** GIVEN ENTRIES follows **
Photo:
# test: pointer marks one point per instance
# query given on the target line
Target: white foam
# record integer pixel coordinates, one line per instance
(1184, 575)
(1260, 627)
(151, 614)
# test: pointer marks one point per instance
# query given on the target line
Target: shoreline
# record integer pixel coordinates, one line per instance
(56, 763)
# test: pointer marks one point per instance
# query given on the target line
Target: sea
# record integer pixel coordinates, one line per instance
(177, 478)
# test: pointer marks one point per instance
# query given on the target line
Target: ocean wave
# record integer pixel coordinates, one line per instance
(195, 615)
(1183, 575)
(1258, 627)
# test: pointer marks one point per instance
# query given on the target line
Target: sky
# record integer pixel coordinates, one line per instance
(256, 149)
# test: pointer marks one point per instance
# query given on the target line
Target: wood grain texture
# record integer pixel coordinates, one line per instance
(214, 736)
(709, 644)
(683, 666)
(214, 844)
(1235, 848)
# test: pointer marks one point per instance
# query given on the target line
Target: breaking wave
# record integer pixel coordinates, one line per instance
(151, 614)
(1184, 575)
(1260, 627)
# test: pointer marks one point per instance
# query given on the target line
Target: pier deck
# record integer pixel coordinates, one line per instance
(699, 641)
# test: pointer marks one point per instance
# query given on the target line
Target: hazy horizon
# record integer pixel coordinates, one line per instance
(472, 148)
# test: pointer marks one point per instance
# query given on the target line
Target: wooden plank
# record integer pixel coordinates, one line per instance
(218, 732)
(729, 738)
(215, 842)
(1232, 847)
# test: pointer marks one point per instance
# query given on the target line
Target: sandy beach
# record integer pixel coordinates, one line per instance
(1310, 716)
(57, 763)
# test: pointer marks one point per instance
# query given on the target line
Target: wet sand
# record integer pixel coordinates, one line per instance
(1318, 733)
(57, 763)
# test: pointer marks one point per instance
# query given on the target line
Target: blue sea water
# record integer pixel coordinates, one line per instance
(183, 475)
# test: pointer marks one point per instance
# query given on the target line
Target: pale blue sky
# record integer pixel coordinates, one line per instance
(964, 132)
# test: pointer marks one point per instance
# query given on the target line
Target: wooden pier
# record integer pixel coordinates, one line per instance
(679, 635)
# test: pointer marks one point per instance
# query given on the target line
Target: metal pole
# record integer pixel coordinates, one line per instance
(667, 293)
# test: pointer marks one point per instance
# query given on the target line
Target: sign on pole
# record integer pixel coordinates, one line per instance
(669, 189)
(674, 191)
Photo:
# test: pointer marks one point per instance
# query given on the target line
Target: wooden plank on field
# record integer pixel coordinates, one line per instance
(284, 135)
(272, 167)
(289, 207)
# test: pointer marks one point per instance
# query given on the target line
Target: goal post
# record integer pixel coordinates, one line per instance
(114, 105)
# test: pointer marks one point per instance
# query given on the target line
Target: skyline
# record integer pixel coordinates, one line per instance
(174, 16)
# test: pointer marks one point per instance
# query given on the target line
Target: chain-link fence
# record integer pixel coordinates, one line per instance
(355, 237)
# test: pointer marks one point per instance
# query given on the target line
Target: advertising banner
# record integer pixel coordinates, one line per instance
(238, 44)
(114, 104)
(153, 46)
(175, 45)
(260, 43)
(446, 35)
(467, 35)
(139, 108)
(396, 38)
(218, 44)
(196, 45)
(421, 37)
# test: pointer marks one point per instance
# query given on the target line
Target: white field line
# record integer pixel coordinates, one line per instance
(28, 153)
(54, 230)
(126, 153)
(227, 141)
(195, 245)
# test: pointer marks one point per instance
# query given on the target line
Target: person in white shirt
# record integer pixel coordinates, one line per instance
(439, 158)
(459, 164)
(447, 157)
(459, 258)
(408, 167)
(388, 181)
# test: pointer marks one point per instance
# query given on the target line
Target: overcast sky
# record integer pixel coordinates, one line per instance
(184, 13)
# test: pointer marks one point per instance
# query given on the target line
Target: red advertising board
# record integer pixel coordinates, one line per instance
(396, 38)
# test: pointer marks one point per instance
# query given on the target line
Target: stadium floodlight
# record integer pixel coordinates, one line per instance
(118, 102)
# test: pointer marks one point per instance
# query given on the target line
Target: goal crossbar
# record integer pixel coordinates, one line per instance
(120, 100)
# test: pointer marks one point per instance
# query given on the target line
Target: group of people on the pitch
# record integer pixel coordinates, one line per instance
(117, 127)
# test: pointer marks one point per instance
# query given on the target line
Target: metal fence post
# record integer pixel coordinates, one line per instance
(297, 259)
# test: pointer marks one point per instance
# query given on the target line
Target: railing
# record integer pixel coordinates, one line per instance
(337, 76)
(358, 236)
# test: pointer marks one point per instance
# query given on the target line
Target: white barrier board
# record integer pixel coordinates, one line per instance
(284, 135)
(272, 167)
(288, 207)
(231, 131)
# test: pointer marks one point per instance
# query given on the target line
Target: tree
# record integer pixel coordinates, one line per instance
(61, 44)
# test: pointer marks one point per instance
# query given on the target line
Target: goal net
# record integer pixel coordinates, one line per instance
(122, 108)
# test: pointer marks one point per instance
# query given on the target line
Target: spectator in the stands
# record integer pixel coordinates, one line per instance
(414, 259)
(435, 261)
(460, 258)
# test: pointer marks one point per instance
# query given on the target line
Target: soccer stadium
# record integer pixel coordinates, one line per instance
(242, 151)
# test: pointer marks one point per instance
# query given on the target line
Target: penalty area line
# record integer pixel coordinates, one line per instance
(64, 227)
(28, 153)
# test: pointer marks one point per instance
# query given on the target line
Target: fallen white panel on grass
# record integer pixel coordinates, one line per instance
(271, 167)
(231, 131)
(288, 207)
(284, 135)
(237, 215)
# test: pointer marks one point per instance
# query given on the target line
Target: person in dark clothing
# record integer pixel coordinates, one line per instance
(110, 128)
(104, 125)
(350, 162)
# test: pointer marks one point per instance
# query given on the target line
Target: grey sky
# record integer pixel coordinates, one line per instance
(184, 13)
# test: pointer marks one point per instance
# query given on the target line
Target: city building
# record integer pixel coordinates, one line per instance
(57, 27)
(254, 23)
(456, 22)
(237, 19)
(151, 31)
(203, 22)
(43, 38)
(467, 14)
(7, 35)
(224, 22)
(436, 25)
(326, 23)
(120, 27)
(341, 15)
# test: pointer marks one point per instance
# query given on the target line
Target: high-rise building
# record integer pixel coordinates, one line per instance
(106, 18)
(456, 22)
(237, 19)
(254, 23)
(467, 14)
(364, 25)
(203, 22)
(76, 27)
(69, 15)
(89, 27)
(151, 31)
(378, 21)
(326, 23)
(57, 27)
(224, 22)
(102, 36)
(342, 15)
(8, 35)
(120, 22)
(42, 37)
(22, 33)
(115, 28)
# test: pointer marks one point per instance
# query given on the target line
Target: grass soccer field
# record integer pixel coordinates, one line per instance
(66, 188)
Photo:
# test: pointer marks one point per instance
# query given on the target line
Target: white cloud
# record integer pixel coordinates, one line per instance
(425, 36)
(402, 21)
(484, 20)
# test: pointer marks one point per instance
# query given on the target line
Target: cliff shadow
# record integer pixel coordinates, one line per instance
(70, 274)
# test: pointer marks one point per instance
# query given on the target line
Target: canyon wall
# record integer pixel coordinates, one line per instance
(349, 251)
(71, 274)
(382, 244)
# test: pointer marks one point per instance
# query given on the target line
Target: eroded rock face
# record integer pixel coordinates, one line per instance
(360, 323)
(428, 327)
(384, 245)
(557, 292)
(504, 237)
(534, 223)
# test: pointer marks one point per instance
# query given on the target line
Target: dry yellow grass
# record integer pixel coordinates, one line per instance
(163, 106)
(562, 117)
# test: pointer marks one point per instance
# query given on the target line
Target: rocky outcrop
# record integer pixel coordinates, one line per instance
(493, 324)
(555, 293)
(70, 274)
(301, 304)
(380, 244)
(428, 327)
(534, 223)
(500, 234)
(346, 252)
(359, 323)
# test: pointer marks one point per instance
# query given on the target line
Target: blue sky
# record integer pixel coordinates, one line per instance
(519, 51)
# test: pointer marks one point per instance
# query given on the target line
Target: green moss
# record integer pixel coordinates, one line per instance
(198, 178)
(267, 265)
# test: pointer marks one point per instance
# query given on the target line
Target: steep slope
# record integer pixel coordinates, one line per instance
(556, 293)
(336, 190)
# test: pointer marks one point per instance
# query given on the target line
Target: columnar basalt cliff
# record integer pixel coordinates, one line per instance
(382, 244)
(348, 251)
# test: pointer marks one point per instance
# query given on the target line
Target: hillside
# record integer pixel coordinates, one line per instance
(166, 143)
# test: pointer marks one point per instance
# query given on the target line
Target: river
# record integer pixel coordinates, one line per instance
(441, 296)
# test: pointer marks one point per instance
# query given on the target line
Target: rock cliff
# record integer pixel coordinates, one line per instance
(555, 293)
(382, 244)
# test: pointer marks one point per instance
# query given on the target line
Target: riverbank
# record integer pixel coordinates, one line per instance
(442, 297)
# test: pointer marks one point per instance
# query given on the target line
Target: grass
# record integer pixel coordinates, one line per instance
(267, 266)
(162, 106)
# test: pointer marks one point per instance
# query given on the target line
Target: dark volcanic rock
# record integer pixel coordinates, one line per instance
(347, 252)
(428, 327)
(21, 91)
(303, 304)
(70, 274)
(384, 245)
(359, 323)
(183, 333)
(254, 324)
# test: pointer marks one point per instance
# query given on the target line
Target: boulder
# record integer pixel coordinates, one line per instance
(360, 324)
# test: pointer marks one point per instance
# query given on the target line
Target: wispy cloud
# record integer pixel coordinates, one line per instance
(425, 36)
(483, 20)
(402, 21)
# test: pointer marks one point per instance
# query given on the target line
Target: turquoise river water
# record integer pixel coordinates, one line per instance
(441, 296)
** End of GIVEN ENTRIES **
*ASSIGNMENT*. The string "water" may appear on lines of the data above; give the number of those lines and nothing more.

*SOLVED EXERCISE*. 2